WHAT IS REQUIRED: Reproduce the following data verbatim, line for line, adding nothing and leaving nothing out.

— START OF SUPPLIED ENTRIES —

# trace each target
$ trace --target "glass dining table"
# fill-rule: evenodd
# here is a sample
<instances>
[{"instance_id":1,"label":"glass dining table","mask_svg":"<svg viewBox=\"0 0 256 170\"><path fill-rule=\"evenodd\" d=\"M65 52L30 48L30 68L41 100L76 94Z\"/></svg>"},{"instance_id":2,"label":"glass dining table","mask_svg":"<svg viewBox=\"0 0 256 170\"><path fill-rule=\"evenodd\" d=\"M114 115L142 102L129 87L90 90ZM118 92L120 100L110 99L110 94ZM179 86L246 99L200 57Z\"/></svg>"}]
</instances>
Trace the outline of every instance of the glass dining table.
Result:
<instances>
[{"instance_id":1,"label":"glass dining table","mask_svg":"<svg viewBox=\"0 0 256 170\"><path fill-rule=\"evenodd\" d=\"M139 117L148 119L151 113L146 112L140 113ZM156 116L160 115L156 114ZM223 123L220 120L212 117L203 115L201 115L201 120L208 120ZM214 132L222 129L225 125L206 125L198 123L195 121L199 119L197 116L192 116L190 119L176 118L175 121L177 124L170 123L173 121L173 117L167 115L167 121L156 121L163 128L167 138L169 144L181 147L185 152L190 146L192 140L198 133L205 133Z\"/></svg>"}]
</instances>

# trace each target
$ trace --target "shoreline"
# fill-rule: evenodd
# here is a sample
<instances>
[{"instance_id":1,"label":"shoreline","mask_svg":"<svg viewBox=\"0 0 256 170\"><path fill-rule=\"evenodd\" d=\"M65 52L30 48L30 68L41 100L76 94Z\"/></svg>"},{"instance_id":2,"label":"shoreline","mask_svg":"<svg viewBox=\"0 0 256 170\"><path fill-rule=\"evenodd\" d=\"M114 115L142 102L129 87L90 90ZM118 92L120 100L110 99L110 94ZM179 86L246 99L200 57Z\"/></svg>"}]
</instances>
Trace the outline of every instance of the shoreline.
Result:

— END OF SUPPLIED ENTRIES —

WRITTEN RESPONSE:
# trace each target
$ trace --target "glass dining table"
# fill-rule: evenodd
# here is a sample
<instances>
[{"instance_id":1,"label":"glass dining table","mask_svg":"<svg viewBox=\"0 0 256 170\"><path fill-rule=\"evenodd\" d=\"M65 52L30 48L30 68L41 100L76 94Z\"/></svg>"},{"instance_id":2,"label":"glass dining table","mask_svg":"<svg viewBox=\"0 0 256 170\"><path fill-rule=\"evenodd\" d=\"M114 115L142 102L129 87L90 90ZM118 92L120 100L110 99L110 94ZM179 86L246 99L200 57Z\"/></svg>"}]
</instances>
Trace the outline of every instance of the glass dining table.
Result:
<instances>
[{"instance_id":1,"label":"glass dining table","mask_svg":"<svg viewBox=\"0 0 256 170\"><path fill-rule=\"evenodd\" d=\"M139 117L148 119L151 113L146 112L140 113ZM156 116L160 115L156 114ZM223 123L220 120L212 117L203 115L201 115L201 120L208 120ZM214 132L222 129L225 125L206 125L198 123L195 121L199 119L197 116L192 116L190 119L176 118L175 121L177 124L170 123L173 121L173 117L167 115L167 121L156 121L163 128L167 138L169 144L181 147L185 152L190 146L192 140L198 133L205 133Z\"/></svg>"}]
</instances>

# trace each target
$ trace --target "shoreline"
# fill-rule: evenodd
# here is a sample
<instances>
[{"instance_id":1,"label":"shoreline","mask_svg":"<svg viewBox=\"0 0 256 170\"><path fill-rule=\"evenodd\" d=\"M65 52L30 48L30 68L41 100L76 94Z\"/></svg>"},{"instance_id":2,"label":"shoreline","mask_svg":"<svg viewBox=\"0 0 256 170\"><path fill-rule=\"evenodd\" d=\"M114 115L142 102L129 87L90 90ZM118 92L120 100L110 99L110 94ZM179 86L246 99L200 57Z\"/></svg>"}]
</instances>
Trace the outline of every instance of the shoreline.
Result:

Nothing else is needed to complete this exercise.